[Region pointing data]
★ ★ ★ ★ ★ ★ ★
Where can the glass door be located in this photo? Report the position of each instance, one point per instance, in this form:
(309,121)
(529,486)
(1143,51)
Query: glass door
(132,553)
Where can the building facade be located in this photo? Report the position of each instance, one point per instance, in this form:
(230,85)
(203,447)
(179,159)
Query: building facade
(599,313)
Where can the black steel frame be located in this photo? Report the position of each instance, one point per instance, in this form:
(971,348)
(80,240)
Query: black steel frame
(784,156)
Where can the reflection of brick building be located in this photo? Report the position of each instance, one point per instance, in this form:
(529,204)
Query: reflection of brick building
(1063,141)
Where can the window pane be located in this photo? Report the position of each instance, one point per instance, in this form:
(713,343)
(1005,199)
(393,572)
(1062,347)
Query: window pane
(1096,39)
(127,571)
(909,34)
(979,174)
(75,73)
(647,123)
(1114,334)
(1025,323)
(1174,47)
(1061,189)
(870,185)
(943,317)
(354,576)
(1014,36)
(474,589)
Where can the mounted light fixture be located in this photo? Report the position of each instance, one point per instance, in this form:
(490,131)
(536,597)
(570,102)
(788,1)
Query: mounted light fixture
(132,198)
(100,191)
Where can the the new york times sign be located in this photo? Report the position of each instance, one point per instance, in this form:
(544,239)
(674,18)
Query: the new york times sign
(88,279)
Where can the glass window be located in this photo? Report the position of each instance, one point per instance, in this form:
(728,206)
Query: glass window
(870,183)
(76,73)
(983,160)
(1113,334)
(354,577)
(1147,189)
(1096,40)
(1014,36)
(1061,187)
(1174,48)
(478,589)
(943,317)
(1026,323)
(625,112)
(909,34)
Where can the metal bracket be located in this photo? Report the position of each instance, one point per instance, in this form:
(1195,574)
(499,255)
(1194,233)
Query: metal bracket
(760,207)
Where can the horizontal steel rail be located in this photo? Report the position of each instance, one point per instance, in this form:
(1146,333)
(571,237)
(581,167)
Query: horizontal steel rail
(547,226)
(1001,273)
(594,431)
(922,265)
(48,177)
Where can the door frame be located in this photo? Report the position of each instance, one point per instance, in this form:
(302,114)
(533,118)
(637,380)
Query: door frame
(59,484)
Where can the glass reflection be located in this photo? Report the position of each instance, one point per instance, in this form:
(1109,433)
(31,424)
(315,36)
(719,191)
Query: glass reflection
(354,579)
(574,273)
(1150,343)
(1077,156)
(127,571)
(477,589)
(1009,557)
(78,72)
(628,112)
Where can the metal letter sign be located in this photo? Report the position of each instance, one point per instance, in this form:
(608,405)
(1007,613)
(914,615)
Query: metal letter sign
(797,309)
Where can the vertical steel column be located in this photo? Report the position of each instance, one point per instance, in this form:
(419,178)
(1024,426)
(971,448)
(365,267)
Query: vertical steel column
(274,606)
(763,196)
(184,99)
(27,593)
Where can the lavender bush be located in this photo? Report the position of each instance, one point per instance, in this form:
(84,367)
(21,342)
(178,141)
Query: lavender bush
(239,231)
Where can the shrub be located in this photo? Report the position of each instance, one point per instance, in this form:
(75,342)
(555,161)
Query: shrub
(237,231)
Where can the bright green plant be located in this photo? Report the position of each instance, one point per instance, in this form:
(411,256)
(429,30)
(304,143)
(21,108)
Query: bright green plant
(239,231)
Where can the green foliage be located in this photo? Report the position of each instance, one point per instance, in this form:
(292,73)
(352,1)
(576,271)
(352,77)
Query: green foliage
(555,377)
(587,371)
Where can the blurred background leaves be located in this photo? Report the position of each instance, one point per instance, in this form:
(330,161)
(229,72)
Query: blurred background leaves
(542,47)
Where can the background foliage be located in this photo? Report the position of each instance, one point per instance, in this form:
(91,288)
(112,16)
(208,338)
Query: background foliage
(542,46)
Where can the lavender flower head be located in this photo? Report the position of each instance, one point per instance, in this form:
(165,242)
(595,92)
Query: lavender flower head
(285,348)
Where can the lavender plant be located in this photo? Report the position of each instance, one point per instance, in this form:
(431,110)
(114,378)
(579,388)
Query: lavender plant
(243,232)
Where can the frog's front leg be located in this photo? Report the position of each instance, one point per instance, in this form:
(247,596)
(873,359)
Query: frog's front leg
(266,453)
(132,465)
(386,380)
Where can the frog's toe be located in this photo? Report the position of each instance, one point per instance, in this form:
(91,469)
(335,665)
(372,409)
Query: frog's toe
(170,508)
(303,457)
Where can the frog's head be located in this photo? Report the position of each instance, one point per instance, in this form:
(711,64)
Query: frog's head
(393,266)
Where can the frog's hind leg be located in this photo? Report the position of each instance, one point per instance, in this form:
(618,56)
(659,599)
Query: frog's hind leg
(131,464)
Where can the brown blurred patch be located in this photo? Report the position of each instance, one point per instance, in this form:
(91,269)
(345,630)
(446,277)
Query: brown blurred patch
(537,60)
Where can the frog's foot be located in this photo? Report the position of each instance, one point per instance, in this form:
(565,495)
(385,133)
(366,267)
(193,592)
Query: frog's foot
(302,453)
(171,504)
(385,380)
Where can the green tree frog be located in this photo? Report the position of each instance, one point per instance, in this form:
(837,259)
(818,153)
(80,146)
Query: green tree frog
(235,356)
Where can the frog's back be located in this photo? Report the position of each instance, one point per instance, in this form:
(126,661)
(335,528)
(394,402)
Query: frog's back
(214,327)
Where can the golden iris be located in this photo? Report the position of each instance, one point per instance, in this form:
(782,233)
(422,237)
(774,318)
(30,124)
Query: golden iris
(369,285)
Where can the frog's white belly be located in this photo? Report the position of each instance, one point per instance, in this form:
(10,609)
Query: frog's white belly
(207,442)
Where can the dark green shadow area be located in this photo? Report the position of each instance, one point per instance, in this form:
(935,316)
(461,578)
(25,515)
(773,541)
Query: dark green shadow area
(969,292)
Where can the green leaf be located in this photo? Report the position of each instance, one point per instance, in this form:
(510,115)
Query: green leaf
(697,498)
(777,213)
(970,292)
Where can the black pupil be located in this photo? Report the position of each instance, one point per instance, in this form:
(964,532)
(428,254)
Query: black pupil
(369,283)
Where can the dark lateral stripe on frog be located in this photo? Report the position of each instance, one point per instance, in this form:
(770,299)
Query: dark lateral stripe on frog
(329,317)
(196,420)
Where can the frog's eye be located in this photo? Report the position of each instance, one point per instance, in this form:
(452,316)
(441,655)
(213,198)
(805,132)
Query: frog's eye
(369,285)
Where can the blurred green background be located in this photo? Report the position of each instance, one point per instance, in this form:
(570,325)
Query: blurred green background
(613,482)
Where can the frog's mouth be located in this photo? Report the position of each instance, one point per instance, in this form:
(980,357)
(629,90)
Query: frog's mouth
★ ★ ★ ★ ★ ★ ★
For this task, please set down every entry exactly, with no line left out.

# EXERCISE OUTPUT
Where can the glass door be located in this photo? Report the position of each instance, one point per instance, in this form:
(309,121)
(529,486)
(1143,51)
Query: glass door
(132,553)
Where can the building facade be located in this photo? Report the position of each instance, one point per instance, in this form:
(230,85)
(203,447)
(179,159)
Query: building facade
(599,313)
Where can the black steel frame be located in this photo? Report the position of each instance, one point per instance, in this form:
(971,348)
(80,240)
Query: black steel frame
(784,156)
Where can the reflection of brick building be located in this photo? Report the position of each instance, one point per instance, in this form:
(529,204)
Query: reflection of brick building
(1063,141)
Where can the window pane be located in this photo? Report the position of each instance, one point per instance, in this form:
(713,343)
(1005,199)
(393,572)
(1062,347)
Query: window pane
(1096,39)
(127,571)
(909,34)
(979,174)
(75,73)
(647,123)
(1114,334)
(1025,323)
(1174,47)
(1061,189)
(870,185)
(943,317)
(354,576)
(1014,36)
(474,589)
Where can the mounted light fixture be located in this photo? Report the position of each instance, one point per instance, in this form:
(490,131)
(536,597)
(570,102)
(788,1)
Query: mounted light fixture
(132,198)
(100,191)
Where can the the new york times sign be located in this photo? Report the position of each instance, one point per instance, in this form:
(544,239)
(674,18)
Query: the new york times sign
(88,279)
Where can the glass window be located in this photo? Report the position of each instance, one point per instance, in this form:
(728,206)
Query: glass window
(870,183)
(76,73)
(983,160)
(1113,334)
(354,577)
(1147,189)
(1096,40)
(1014,36)
(1061,187)
(1174,48)
(478,589)
(943,317)
(1026,323)
(625,112)
(909,34)
Where can the metal bracket be located in this photo? Report the position of each instance, one point per instance, in this form:
(1195,574)
(499,255)
(1194,233)
Query: metal bracket
(760,207)
Where can the horizontal steel rail be located in this photo? Report the position of each instance, one point per instance, in this form:
(1146,333)
(571,237)
(581,167)
Query: horizontal steel rail
(547,226)
(1001,273)
(594,431)
(922,265)
(48,177)
Where can the door frame be located in this photo? Report the position of each instance, one point per instance, in this form:
(302,114)
(533,118)
(637,380)
Query: door frame
(59,484)
Where can the glass reflection be located in this photo? Report the position of each instance, one point per instance, in this form:
(1109,433)
(31,424)
(315,36)
(719,191)
Query: glass reflection
(354,579)
(574,273)
(1150,343)
(1077,156)
(127,571)
(477,589)
(1009,557)
(78,72)
(628,112)
Where can the metal letter sign be located in this photo? Report the position of each instance, one point per instance, in this form:
(608,405)
(1007,613)
(914,615)
Query: metal letter sign
(797,309)
Where can the vertical steel column be located in this photo? Report the position of each instance, one point per instance, in this form:
(419,178)
(1024,426)
(971,448)
(365,267)
Query: vertical steel column
(274,606)
(763,196)
(184,99)
(27,593)
Where can the lavender bush be located in this photo? Report the position of each instance, one point per instance, in this form:
(84,367)
(21,342)
(178,141)
Query: lavender bush
(239,231)
Where can the shrub be located in this photo? Report the position of each instance, one point per instance, in this form:
(75,342)
(555,161)
Query: shrub
(237,231)
Where can the bright green plant be located in this photo? Report the position of each instance, one point per instance, in this form:
(411,256)
(429,30)
(304,143)
(21,108)
Query: bright green plant
(239,231)
Where can the green foliage be located in this photo? Report the position of each instance, one point per instance, in this form:
(292,73)
(352,1)
(576,271)
(352,77)
Query: green foliage
(555,377)
(587,371)
Where can the blurred background leaves be located in this photo? Report the position of each instance, one point per instance, in this form:
(330,161)
(229,72)
Query: blurred background leaves
(542,47)
Where can the background foliage be located in this photo? Report the position of each instance, one point per instance, in this form:
(91,288)
(112,16)
(208,338)
Query: background foliage
(542,46)
Where can the lavender flower head be located in this photo? Report the position of each instance, one point per instance, in this form:
(165,242)
(595,92)
Query: lavender flower head
(285,348)
Where can the lavender plant be located in this photo? Report the position of each instance, one point per instance, in this form:
(431,110)
(114,378)
(579,388)
Query: lavender plant
(243,232)
Where can the frog's front leg be located in this photo? Report the position of each instance, one point per instance, in this form:
(247,596)
(873,359)
Query: frog's front leg
(266,453)
(132,465)
(386,380)
Where can the frog's toe be located in this photo? Report the position of each instance, one point per instance, in this form:
(91,469)
(335,665)
(372,409)
Query: frog's toe
(170,508)
(303,457)
Where can the frog's head be located in this photo? Report the position of each instance, one point per instance, in this form:
(711,64)
Query: frog's head
(393,266)
Where can the frog's hind leg be located in this photo? Report the position of each instance, one point per instance, in this form:
(618,56)
(659,599)
Query: frog's hind leg
(131,464)
Where can the brown blurred patch be located in this photo? Report the position of each instance, one point per instance, in this form:
(91,269)
(345,630)
(446,277)
Query: brown blurred patch
(537,60)
Where can the frog's foot be located in this photo? Report the position of each instance, one point per instance, in this form:
(565,495)
(385,133)
(366,267)
(193,592)
Query: frog's foot
(302,453)
(171,504)
(385,380)
Where can the green tree frog be located in this photo? Report the position of each instance, one point per instance, in this form:
(837,259)
(818,153)
(80,146)
Query: green tree frog
(235,356)
Where can the frog's back be located in this photo? Report the position of each instance, one point per instance, in this form:
(126,661)
(335,528)
(394,402)
Query: frog's back
(214,327)
Where can the golden iris be located in this photo? Report the position of each instance, one point per instance, in this form:
(782,233)
(422,237)
(774,318)
(30,124)
Query: golden iris
(369,285)
Where can the frog's white belly be located in this photo? Report the position of each instance, one point per instance, in this form:
(10,609)
Query: frog's white belly
(207,442)
Where can the dark green shadow area be located in this photo? Report the position of each instance, one point per instance, in this form:
(935,316)
(461,578)
(25,515)
(773,541)
Query: dark green shadow area
(969,292)
Where can the green leaf be located in this photo? Report the position of each instance, one point per instance, in this form:
(510,115)
Query: green leaf
(697,498)
(777,213)
(970,292)
Where can the black pupil be located in this photo? Report the position of each instance, one point per instance, in this form:
(964,532)
(428,254)
Query: black pupil
(369,283)
Where can the dark lateral stripe on frog be located in this photo? Report the position of each instance, one point per instance, in this form:
(770,299)
Query: dark lateral stripe on frog
(329,317)
(196,420)
Where can the frog's eye be located in this photo? Report the position of each instance, one point per instance, in this form:
(452,316)
(441,655)
(213,198)
(805,132)
Query: frog's eye
(369,285)
Where can the blurred green background be located in this photo? Report the position of each instance, one point per instance, in this form:
(570,325)
Query: blurred green background
(613,482)
Where can the frog's mouth be located in this photo? Report the position of each instance, one point per instance, in this form:
(980,357)
(629,90)
Query: frog's mouth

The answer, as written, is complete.